**BRIEF**
Extract the line that contains "Identify the officer" and every line after it to the end of the records below, exactly as written and nothing else.

**PROVIDED DATA**
*** Begin section ***

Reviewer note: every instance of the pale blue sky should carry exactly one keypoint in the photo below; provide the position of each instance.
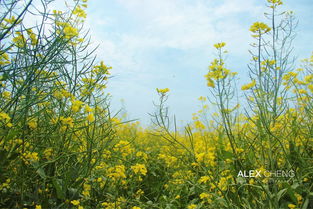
(168, 43)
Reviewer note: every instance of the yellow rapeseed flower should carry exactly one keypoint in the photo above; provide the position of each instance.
(248, 86)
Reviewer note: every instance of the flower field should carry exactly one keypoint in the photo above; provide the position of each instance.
(61, 146)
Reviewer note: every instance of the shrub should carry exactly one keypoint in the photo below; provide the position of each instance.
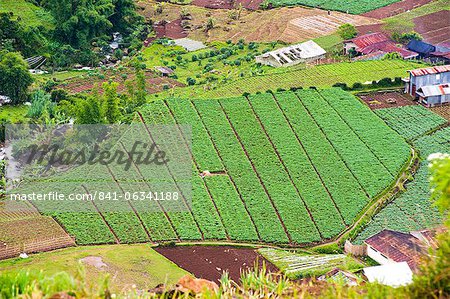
(347, 31)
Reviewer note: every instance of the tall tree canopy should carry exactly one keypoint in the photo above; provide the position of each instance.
(14, 77)
(81, 22)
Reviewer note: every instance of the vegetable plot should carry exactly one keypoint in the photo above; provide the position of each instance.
(286, 168)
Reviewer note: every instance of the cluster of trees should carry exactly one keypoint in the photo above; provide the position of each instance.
(81, 32)
(14, 77)
(107, 107)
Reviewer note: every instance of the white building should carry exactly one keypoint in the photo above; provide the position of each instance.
(394, 275)
(292, 55)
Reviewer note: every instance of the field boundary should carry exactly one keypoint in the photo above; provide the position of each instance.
(198, 170)
(221, 161)
(256, 173)
(263, 128)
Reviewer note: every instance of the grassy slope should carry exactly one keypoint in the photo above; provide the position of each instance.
(127, 264)
(322, 76)
(15, 114)
(353, 7)
(404, 22)
(30, 14)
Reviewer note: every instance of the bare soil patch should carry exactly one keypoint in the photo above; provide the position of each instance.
(209, 262)
(94, 261)
(434, 27)
(443, 111)
(395, 8)
(85, 84)
(380, 100)
(285, 24)
(228, 4)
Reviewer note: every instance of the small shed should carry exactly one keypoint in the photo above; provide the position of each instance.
(340, 275)
(164, 71)
(388, 246)
(433, 95)
(424, 49)
(394, 275)
(434, 75)
(375, 43)
(305, 52)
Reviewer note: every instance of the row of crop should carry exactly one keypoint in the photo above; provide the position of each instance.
(410, 121)
(203, 209)
(271, 172)
(230, 207)
(389, 147)
(179, 211)
(239, 168)
(413, 210)
(368, 170)
(79, 219)
(319, 76)
(117, 213)
(354, 7)
(344, 189)
(302, 172)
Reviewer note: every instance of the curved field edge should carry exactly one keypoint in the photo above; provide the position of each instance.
(408, 211)
(353, 7)
(212, 219)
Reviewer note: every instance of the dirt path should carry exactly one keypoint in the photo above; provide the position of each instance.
(395, 8)
(209, 262)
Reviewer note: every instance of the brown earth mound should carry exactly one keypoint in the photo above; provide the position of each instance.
(379, 100)
(209, 262)
(395, 8)
(434, 27)
(228, 4)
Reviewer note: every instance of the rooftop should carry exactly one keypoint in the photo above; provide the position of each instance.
(394, 275)
(434, 90)
(399, 247)
(430, 70)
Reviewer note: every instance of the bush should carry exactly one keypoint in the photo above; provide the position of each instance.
(357, 85)
(347, 31)
(343, 86)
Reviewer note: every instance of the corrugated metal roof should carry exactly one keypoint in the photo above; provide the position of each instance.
(398, 246)
(394, 275)
(434, 90)
(430, 70)
(420, 47)
(369, 39)
(296, 52)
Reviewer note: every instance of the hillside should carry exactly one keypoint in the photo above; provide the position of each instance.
(29, 14)
(274, 159)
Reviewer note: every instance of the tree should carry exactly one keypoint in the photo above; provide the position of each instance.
(111, 102)
(347, 31)
(14, 77)
(210, 23)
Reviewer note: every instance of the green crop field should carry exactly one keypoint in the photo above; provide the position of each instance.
(29, 14)
(412, 210)
(353, 7)
(321, 76)
(276, 158)
(411, 121)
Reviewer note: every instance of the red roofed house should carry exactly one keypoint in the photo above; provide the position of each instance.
(389, 246)
(376, 42)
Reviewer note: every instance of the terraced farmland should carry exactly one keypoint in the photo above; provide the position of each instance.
(411, 121)
(275, 161)
(354, 7)
(412, 210)
(321, 76)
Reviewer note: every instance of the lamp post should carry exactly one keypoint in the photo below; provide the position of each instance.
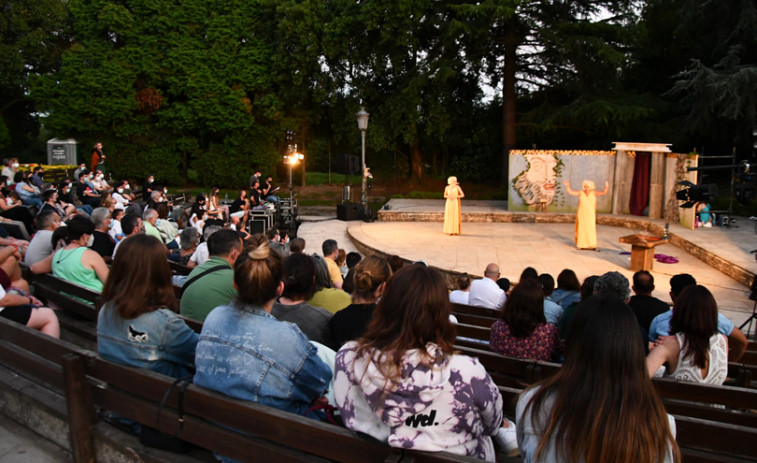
(292, 159)
(362, 125)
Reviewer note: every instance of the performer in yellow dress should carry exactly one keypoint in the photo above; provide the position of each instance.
(453, 193)
(586, 215)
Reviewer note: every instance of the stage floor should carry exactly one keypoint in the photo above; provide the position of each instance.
(548, 247)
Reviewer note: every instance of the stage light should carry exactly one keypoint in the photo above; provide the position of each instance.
(362, 125)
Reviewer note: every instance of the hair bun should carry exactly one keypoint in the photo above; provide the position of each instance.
(261, 252)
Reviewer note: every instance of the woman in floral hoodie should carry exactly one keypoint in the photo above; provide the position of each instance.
(401, 382)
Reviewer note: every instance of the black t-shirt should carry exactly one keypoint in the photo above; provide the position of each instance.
(350, 322)
(646, 308)
(236, 206)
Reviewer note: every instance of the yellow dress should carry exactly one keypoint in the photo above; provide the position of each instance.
(586, 221)
(452, 210)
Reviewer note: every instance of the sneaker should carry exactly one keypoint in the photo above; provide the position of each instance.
(507, 440)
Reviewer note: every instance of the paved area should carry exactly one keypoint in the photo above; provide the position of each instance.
(548, 247)
(19, 445)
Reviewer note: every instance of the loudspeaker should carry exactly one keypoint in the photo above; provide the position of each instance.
(349, 211)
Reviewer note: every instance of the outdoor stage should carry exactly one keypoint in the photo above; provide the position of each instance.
(717, 257)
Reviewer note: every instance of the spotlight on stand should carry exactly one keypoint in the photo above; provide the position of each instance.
(693, 194)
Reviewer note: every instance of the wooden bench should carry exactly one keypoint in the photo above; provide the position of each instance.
(262, 433)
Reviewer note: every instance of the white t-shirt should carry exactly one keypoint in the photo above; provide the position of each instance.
(201, 254)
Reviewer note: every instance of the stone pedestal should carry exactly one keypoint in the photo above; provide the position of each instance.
(642, 250)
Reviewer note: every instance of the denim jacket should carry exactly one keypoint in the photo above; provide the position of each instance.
(246, 353)
(159, 341)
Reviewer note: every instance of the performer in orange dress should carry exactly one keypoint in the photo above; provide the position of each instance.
(586, 215)
(453, 193)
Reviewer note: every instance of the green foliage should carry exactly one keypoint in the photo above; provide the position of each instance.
(322, 178)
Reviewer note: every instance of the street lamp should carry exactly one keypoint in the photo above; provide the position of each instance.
(292, 159)
(362, 125)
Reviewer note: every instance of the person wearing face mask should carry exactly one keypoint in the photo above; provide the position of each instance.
(51, 201)
(76, 262)
(41, 245)
(13, 209)
(66, 196)
(99, 182)
(10, 168)
(98, 158)
(28, 193)
(124, 199)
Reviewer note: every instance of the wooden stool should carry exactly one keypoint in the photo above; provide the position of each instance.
(642, 250)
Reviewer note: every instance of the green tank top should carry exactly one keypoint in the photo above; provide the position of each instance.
(67, 265)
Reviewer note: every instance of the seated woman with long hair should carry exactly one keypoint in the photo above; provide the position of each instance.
(402, 382)
(137, 324)
(246, 353)
(523, 331)
(371, 275)
(695, 351)
(568, 289)
(601, 405)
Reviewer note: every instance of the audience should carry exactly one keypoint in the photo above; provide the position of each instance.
(523, 331)
(330, 252)
(131, 224)
(13, 209)
(103, 243)
(188, 238)
(660, 325)
(568, 289)
(76, 262)
(460, 295)
(645, 306)
(137, 325)
(16, 303)
(291, 306)
(41, 245)
(695, 351)
(552, 310)
(574, 415)
(349, 279)
(371, 275)
(212, 284)
(404, 372)
(236, 355)
(485, 292)
(326, 296)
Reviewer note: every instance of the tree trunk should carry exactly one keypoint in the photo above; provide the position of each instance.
(416, 161)
(508, 99)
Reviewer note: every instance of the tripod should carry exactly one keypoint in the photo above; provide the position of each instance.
(752, 317)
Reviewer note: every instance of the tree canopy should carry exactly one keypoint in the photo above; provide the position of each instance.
(451, 86)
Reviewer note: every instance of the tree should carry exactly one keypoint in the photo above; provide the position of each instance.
(170, 86)
(717, 87)
(32, 37)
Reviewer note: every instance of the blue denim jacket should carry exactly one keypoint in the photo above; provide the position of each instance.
(248, 354)
(159, 341)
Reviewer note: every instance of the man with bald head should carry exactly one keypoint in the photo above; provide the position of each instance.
(486, 292)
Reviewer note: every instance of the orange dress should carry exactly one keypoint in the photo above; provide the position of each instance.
(452, 210)
(586, 221)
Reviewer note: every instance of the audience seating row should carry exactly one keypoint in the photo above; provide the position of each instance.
(512, 375)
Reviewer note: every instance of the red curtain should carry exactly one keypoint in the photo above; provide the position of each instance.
(640, 185)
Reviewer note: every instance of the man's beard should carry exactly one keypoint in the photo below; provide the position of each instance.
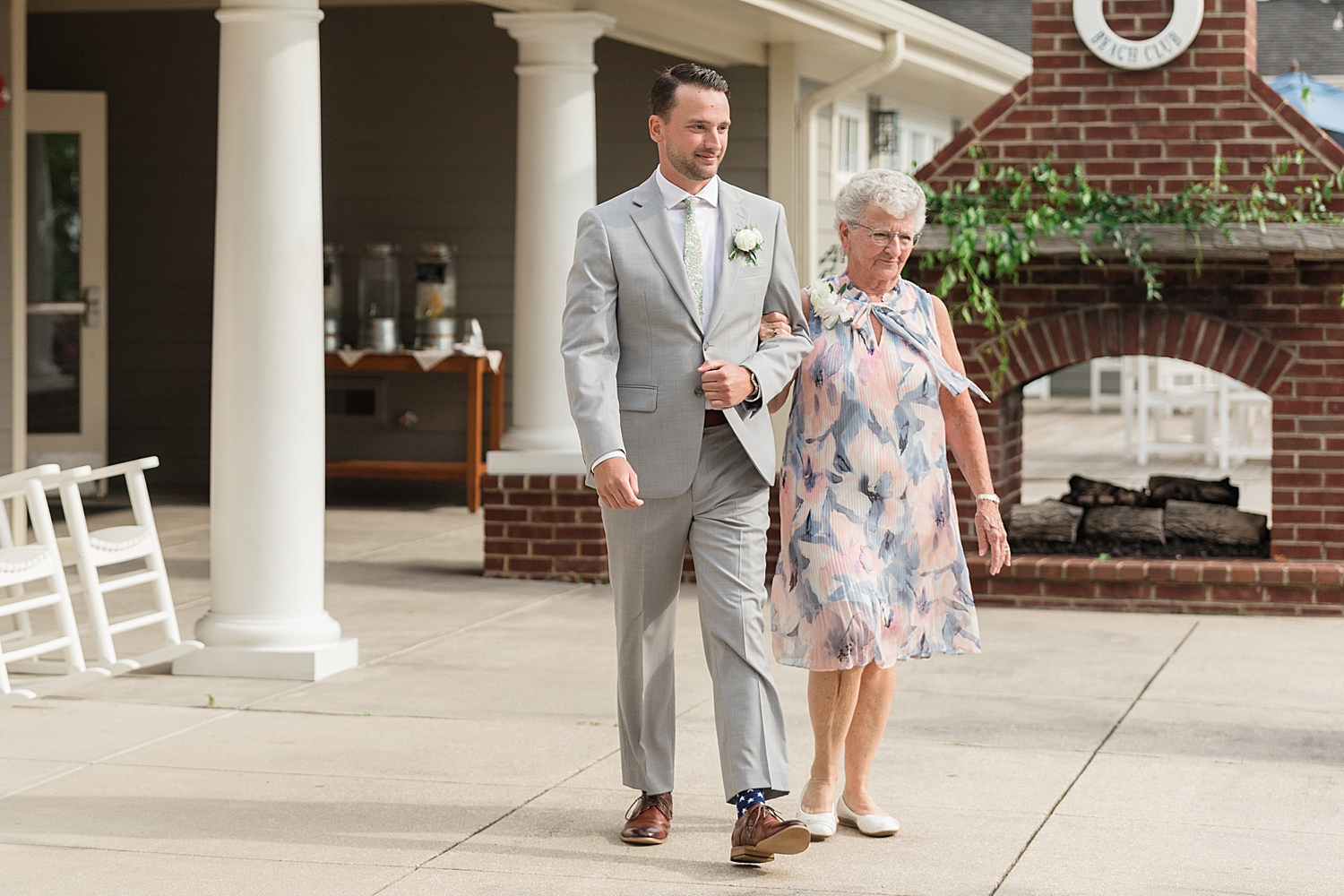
(690, 167)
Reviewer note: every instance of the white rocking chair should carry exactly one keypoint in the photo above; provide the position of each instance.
(90, 551)
(22, 649)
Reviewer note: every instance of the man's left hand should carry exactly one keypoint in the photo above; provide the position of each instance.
(725, 384)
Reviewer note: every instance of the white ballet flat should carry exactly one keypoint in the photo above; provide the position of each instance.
(820, 825)
(867, 825)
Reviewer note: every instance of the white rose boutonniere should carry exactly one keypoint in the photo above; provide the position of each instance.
(747, 242)
(825, 304)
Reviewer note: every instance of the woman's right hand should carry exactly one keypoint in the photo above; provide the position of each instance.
(773, 325)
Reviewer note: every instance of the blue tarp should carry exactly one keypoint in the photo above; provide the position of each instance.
(1322, 104)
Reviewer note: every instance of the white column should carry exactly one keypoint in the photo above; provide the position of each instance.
(556, 182)
(266, 437)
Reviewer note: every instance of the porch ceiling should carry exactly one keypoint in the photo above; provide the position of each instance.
(836, 35)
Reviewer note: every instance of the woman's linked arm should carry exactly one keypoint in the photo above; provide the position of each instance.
(774, 325)
(967, 441)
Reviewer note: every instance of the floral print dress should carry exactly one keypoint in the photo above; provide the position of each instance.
(871, 568)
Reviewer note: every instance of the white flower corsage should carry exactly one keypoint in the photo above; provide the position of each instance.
(747, 241)
(825, 304)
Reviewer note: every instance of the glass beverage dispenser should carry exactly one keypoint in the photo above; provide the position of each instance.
(379, 297)
(331, 297)
(435, 297)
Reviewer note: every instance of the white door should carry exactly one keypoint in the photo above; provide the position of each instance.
(67, 277)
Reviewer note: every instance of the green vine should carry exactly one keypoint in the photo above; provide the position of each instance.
(995, 220)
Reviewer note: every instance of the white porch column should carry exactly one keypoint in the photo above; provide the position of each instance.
(266, 437)
(556, 182)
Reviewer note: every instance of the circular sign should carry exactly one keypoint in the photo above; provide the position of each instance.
(1137, 56)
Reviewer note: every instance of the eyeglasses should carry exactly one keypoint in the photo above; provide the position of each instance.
(884, 237)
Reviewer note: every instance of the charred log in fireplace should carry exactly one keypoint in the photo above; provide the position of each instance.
(1172, 517)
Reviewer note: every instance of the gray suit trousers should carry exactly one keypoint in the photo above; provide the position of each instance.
(723, 516)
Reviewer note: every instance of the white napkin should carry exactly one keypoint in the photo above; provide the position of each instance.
(427, 358)
(351, 355)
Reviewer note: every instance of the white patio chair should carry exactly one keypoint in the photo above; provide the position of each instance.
(1242, 402)
(1096, 367)
(26, 564)
(1164, 387)
(91, 551)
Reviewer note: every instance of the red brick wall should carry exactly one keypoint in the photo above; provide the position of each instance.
(1137, 131)
(542, 527)
(550, 527)
(1277, 327)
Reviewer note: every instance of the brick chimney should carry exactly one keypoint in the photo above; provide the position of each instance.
(1137, 131)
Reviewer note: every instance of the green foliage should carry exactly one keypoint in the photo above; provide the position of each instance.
(995, 220)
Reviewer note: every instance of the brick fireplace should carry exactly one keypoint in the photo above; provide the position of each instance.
(1263, 311)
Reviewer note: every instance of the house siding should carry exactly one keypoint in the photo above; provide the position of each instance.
(418, 144)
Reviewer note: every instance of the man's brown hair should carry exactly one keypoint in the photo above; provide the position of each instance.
(663, 97)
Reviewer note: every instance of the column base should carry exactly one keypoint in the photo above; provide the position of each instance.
(301, 664)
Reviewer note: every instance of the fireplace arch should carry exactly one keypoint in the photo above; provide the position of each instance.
(1273, 323)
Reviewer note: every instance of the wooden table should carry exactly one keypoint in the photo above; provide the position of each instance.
(473, 468)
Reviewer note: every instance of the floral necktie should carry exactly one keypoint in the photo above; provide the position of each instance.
(694, 255)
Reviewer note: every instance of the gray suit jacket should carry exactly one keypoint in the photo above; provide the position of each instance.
(632, 338)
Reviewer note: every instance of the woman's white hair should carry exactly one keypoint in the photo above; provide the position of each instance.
(898, 195)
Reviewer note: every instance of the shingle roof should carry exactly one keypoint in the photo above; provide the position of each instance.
(1300, 30)
(1288, 30)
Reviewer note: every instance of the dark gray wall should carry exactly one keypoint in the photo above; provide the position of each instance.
(5, 258)
(418, 144)
(159, 72)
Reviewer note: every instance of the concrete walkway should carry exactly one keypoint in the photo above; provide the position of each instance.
(475, 751)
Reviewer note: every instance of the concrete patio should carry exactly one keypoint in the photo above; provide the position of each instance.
(473, 751)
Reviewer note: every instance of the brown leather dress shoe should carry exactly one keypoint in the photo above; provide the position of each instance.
(648, 820)
(761, 833)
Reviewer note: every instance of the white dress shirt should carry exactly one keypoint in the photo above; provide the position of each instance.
(711, 247)
(707, 220)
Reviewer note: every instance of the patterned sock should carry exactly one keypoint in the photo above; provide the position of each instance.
(749, 798)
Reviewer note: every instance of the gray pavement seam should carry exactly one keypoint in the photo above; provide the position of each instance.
(1090, 756)
(384, 548)
(532, 798)
(121, 753)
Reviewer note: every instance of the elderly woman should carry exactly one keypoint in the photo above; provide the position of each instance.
(873, 568)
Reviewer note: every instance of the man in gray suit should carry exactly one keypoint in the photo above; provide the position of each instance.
(667, 383)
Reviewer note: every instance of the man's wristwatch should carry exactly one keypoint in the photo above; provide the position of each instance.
(755, 387)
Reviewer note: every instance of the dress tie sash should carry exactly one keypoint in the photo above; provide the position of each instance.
(945, 373)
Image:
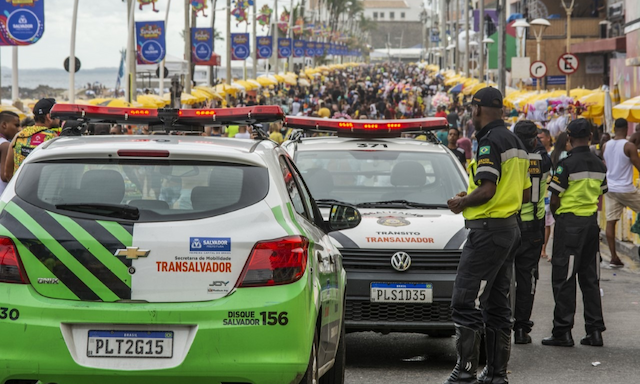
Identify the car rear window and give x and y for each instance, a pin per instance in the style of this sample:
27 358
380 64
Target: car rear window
160 190
371 176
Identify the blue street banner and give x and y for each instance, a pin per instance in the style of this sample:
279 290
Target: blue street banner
21 21
284 48
240 48
298 48
150 42
310 48
202 47
265 46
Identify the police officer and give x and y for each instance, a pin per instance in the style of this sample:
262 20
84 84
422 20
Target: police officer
532 230
576 185
498 184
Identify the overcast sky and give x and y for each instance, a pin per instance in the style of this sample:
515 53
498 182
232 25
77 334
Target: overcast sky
102 32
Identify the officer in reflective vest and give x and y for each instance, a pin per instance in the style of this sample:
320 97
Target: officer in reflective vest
576 185
498 184
531 229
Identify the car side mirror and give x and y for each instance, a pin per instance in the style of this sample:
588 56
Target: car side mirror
343 217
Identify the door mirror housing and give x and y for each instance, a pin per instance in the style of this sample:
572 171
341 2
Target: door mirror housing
343 217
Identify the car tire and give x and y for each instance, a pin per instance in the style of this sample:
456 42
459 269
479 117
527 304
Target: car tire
311 375
336 374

*** End section ***

**TASK RESPONSE**
Identify the officer in reflective vest and give x and y for each instance, a pin per instance in the style of this sample:
320 97
Target: officer in reflective vest
576 185
498 184
531 229
Identify the car side mirror and give x and y for each instance, a pin per instance in the style of this sample:
588 56
Target: car side mirror
343 217
Identify the door mirror housing and give x and y for each instance, a pin per instance in the style of this sample:
572 171
341 2
Target: door mirror housing
343 217
Identify the car tire and give x and y for each instance, a pin per instance in the style of this sample:
456 42
459 269
479 117
527 304
Target: car tire
311 375
336 374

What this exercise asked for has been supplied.